PROMPT :: Restate the records in their entirety, word for word.

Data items
⟨

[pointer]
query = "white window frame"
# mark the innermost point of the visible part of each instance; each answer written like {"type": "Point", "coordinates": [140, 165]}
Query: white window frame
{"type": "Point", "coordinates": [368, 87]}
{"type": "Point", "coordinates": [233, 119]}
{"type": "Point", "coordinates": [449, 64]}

⟩

TASK ANSWER ::
[pointer]
query = "white window frame"
# mark the innermost point of the visible part of each instance; each answer written like {"type": "Point", "coordinates": [140, 165]}
Query: white window frame
{"type": "Point", "coordinates": [368, 87]}
{"type": "Point", "coordinates": [233, 119]}
{"type": "Point", "coordinates": [449, 64]}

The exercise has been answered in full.